TASK A -
Locate every line in the rows below that contains the word "Provide", and copy each of those lines.

TEXT -
• • • • • • •

In the 1950s, a culture of cruising muscle cars, jeans and white t-shirts, pony tails and carhops on roller skates took over America. As the home to a lot of Omaha’s suburban dreamscape at the time, North Omaha had several drive-in restaurants starting in that decade and spreading into the 1960s. Cruising cars, eating burgers and socializing with friends was the height of this era. This is a history of drive-ins in North Omaha.
The Earliest Drive-Ins


Shown here: A&W Drive-In at N. 48th and Saddle Creek circa 1937 [left] and A&W Root Beer Drive-In, 44th and Dodge Street circa 1928. Pics courtesy of Durham Museum colored by AI.
A drive-in restaurant is where cars can pull into parking spot and be served food and drinks, pay for them, and passengers never leave their cars. Drive-ins are different from drive-through restaurants because cars simply pull up to a window, retrieve their food after ordering it from a microphone, and drive away without eating it. The first drive-in restaurant ever was supposedly opened in Texas in 1921. Their heydays in North Omaha were in the 1950s and 1960s, with a few existing north of Dodge Street and east of 72nd Street still today.
The earliest North Omaha drive-in restaurant that I’ve located in my research was a national chain called the A&W Root Beer Store, established in 1923. Three years later there was a location at North 16th and Wirt Streets and by 1930, there were several drive-in root beer stands around North Omaha selling root beer, ice cream and sandwiches. and came to North Omaha in the late 1920s. As early as 1926 there was a location on the south side of Dodge Street just east of Saddle Creek, and in 1930 there was another one at North 48th and Saddle Creek. Several of the locations were huge beer barrel shaped buildings.

• • • • • • •

EXCERPTED DATA -
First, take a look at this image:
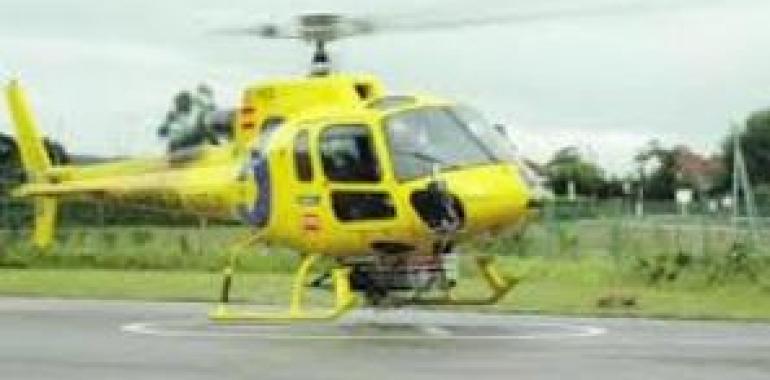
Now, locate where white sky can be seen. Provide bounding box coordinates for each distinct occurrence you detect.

• • • • • • •

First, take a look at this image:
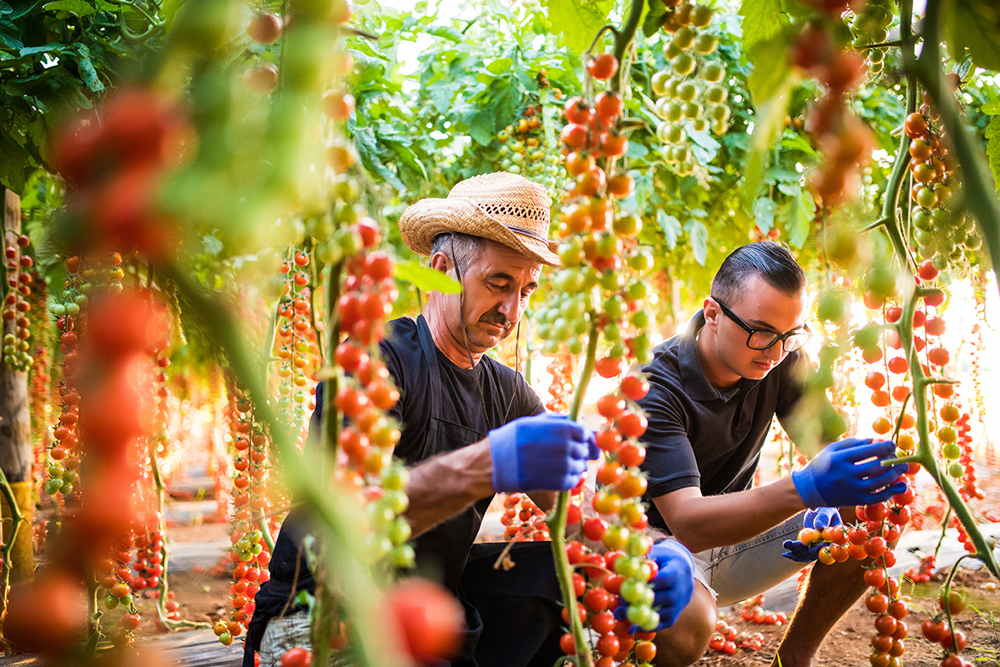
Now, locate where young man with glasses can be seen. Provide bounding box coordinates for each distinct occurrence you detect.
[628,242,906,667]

• • • • • • •

TASK B -
Based on the text above about North Omaha drive-ins, state whether each statement agrees with it, answering yes or no and quoting the deciding words: (i) The first drive-in restaurant was supposedly opened in Texas in 1921. (ii) At a drive-in restaurant, passengers leave their cars to pay. (iii) The heyday of drive-ins in North Omaha was the 1940s.

WRITTEN REPLY A -
Now, locate where white sky can be seen. Provide bounding box coordinates for each distinct occurrence you detect.
Now, locate where young man with glasses can be seen. Provide bounding box coordinates for each distinct occurrence you detect.

WRITTEN REPLY B -
(i) Yes: "The first drive-in restaurant ever was supposedly opened in Texas in 1921."
(ii) No: "passengers never leave their cars."
(iii) No: "Their heydays in North Omaha were in the 1950s and 1960s"